**To do:** Using the data below, return the stretch from the line that contains "Target: grain bowl" through the line that contains "Target: fork handle", both included, exactly as it stands and nothing beyond it.

Region pointing data:
────

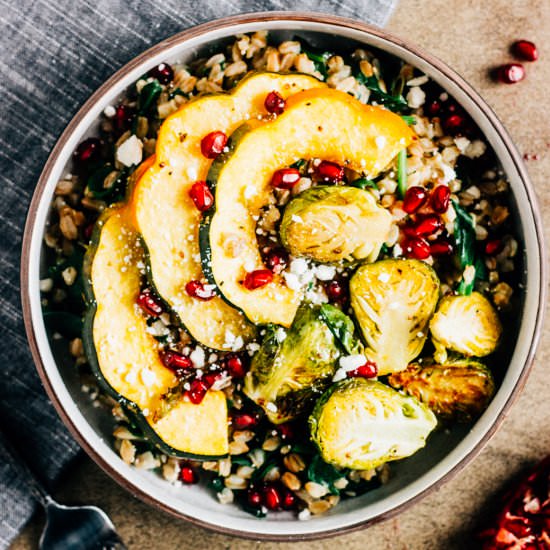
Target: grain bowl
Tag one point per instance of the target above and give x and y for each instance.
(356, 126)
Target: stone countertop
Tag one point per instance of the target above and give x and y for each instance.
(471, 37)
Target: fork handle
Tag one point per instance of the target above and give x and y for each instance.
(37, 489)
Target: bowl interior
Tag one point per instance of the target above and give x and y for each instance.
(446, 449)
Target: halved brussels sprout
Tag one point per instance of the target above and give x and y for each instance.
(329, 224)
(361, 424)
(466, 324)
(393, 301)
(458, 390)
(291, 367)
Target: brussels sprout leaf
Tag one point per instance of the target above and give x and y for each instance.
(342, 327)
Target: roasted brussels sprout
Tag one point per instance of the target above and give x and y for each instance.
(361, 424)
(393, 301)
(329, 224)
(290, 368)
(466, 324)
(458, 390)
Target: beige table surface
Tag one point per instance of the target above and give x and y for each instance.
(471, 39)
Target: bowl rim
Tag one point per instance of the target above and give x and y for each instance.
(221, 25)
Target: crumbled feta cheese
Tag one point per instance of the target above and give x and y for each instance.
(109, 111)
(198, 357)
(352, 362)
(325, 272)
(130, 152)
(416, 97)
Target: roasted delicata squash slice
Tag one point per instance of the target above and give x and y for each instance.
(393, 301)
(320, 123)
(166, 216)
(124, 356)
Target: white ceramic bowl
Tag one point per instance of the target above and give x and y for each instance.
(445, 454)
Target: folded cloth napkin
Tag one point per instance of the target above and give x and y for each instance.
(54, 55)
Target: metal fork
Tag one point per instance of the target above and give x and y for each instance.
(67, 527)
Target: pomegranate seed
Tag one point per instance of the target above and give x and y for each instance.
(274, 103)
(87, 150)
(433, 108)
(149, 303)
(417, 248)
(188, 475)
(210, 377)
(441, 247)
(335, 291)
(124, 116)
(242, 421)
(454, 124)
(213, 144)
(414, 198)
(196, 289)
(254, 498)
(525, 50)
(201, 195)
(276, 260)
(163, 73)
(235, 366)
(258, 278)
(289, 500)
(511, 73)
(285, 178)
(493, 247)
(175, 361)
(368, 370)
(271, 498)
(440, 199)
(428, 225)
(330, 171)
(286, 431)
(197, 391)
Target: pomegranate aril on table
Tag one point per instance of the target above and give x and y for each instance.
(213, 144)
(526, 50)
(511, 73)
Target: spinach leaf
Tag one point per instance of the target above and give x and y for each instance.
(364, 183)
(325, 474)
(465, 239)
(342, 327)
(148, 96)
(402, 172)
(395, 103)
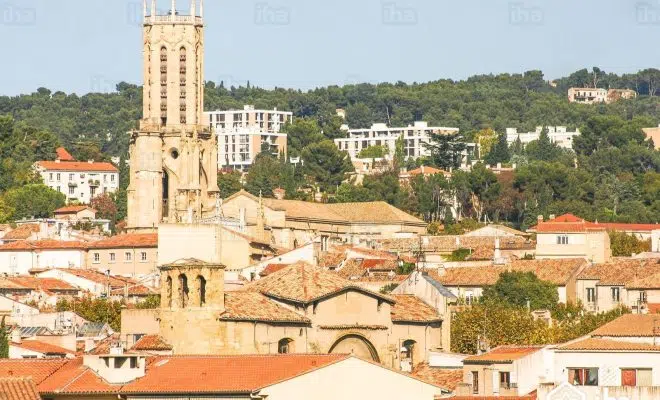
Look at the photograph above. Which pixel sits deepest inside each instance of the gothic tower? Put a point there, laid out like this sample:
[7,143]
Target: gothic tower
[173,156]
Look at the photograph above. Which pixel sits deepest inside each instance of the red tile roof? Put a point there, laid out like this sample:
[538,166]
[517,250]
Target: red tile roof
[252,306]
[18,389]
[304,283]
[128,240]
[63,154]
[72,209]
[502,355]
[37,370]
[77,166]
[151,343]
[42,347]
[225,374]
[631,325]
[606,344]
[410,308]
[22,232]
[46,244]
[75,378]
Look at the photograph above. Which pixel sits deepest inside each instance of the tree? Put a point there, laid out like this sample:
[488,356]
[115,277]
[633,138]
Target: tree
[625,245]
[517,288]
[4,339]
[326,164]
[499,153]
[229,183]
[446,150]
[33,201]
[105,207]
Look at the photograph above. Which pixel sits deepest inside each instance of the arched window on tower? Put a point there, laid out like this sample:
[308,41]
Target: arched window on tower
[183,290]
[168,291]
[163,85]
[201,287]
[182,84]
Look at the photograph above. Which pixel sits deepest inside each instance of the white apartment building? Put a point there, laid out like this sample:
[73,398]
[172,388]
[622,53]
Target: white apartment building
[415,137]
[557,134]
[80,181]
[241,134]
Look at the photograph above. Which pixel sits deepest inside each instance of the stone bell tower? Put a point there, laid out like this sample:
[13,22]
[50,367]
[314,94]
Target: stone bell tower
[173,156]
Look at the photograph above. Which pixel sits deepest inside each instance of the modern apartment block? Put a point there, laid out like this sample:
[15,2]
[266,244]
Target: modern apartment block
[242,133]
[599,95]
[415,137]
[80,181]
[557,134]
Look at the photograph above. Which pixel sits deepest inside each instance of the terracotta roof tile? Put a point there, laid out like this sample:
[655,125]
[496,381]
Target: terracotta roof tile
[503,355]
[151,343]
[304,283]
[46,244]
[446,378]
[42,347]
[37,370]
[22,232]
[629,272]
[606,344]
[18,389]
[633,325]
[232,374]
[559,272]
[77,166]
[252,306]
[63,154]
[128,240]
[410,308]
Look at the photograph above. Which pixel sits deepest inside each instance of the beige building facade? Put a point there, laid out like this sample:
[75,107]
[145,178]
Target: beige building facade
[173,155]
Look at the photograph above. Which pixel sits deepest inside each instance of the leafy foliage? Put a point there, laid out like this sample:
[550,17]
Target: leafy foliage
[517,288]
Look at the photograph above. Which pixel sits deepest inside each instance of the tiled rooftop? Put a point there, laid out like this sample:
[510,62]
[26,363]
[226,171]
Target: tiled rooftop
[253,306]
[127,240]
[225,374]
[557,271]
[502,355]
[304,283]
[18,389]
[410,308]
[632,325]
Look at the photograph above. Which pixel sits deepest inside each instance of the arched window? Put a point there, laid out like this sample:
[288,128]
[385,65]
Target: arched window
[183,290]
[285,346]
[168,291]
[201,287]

────

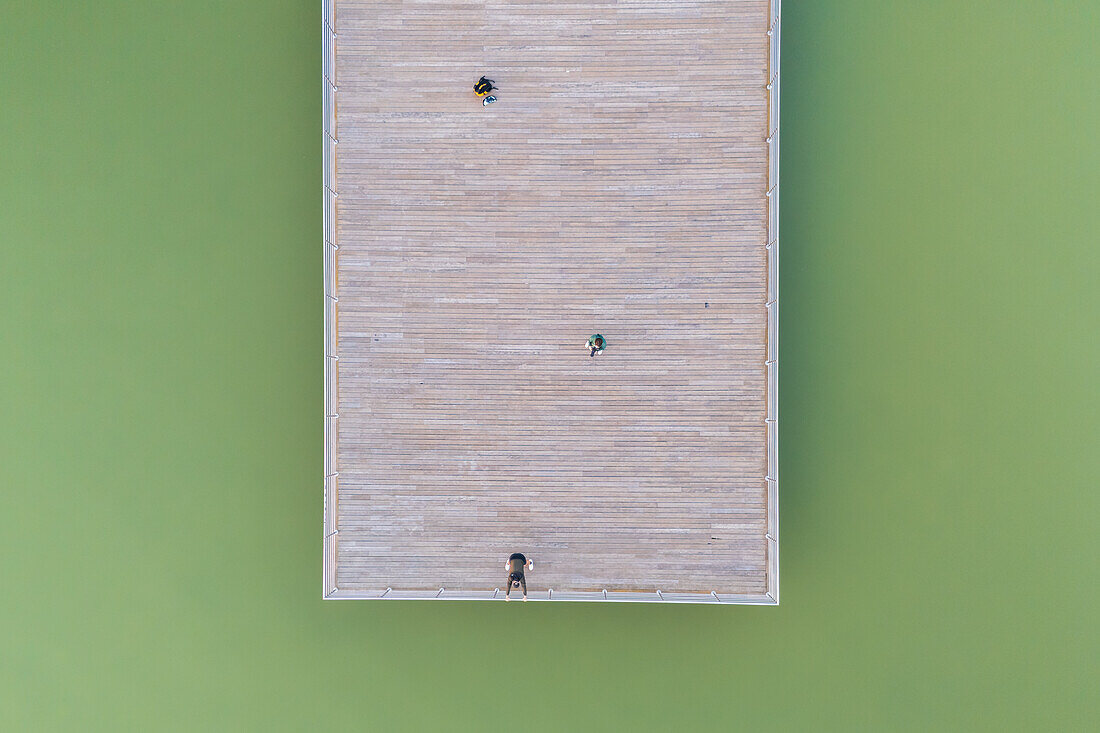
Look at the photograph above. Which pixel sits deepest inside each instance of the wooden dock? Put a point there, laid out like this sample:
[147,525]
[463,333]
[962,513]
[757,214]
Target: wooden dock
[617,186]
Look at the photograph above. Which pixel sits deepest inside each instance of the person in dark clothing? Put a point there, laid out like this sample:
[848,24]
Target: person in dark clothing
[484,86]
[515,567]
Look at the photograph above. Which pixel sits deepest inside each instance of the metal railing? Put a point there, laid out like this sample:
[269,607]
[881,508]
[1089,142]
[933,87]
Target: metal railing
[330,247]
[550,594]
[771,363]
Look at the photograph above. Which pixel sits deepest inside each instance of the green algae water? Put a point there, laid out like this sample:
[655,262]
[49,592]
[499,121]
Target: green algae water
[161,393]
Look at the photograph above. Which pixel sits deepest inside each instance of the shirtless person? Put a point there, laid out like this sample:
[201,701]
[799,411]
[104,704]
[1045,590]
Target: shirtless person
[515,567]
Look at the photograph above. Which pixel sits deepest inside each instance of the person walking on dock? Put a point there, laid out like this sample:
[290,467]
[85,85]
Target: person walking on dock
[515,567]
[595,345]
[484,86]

────

**Completed task:**
Target: grain bowl
Tag one point per instance of the target above and give x and y for each instance.
(356, 126)
Target: stone countertop
Tag one point per instance of the target above and give x and y for each instance.
(471, 37)
Target: fork handle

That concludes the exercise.